No other Members spoke on the budget amendment.
The Chair asked Jonathan Essex, as proposer of the budget amendment to conclude the debate:
· Thanked all for listening and thanked the Leader for responding.
· Noted that the bus review had closed, and the responses were being reviewed by officers.
· Noted that he was happy to withdraw the budget amendment and was happy with the Leader’s suggestion to refer budget proposals two and three to the Greener Futures Reference Group and the Communities, Environment and Highways Select Committee; to be considered in a cross-party manner and in-depth.
· Regarding the first budget proposal, he understood that the Council recently closed a children's home and had converted a children's home into a No Wrong Door centre; the new openings were effectively following two recent closures. He also understood that there was a budget to provide some new children's homes and he noted that the first budget proposal was nothing more than asking the Council to do more on the matter.
Under Standing Order 20.2 Members consented to the withdrawal of Jonathan Essex’s budget amendment.
The Chair confirmed that Jonathan Essex had withdrawn his budget amendment.

▶ EXERCISE OBJECTIVE: In the minutes on the budget amendment, under which Standing Order did Members consent to the withdrawal of the amendment? Answer using only the minutes above.

▶ INFORMATION SUPPLIED:
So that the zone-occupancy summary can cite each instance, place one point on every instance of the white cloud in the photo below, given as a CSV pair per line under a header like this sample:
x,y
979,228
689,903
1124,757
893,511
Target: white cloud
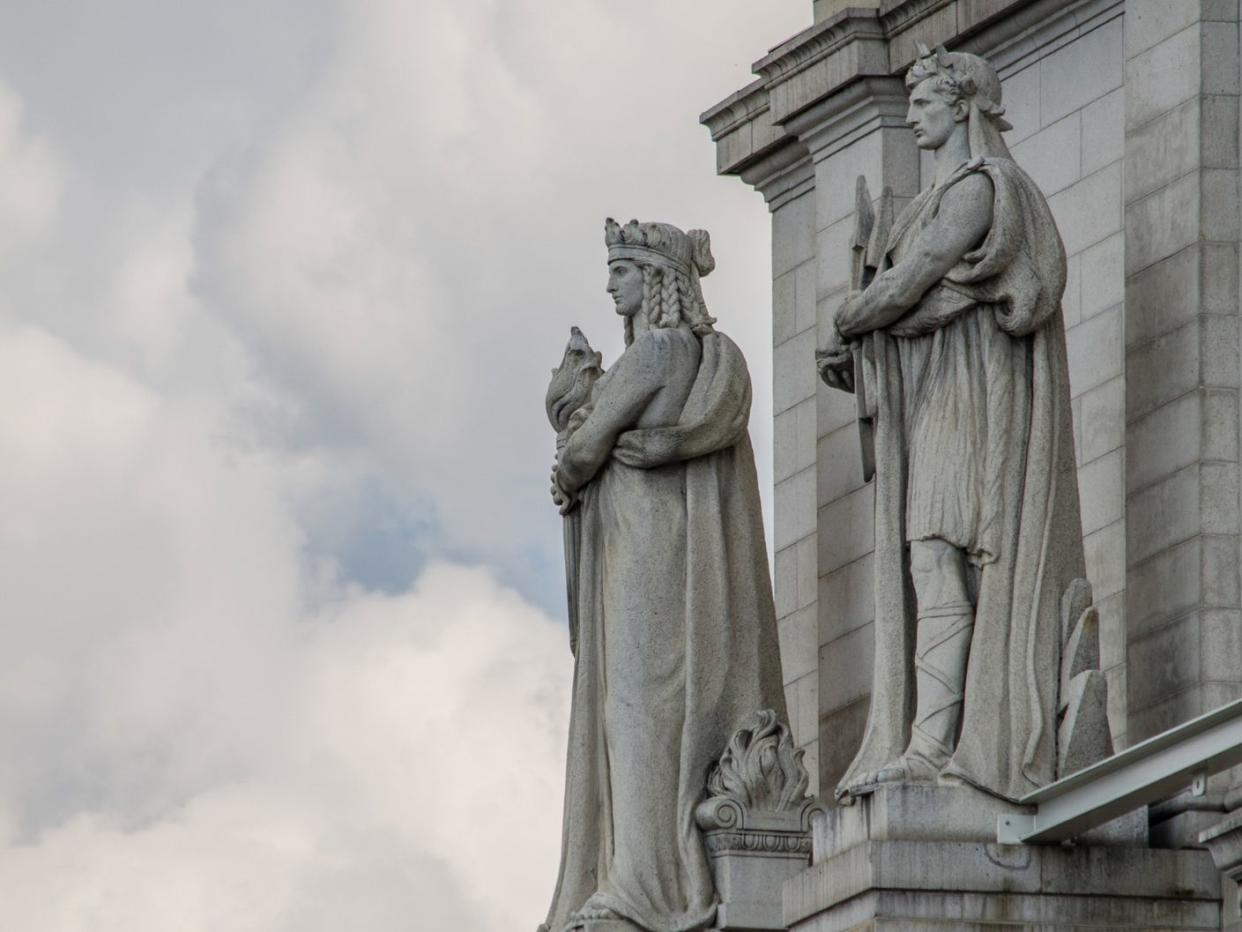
x,y
246,758
273,344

▶ CORRECT RESULT: Standing Order 20.2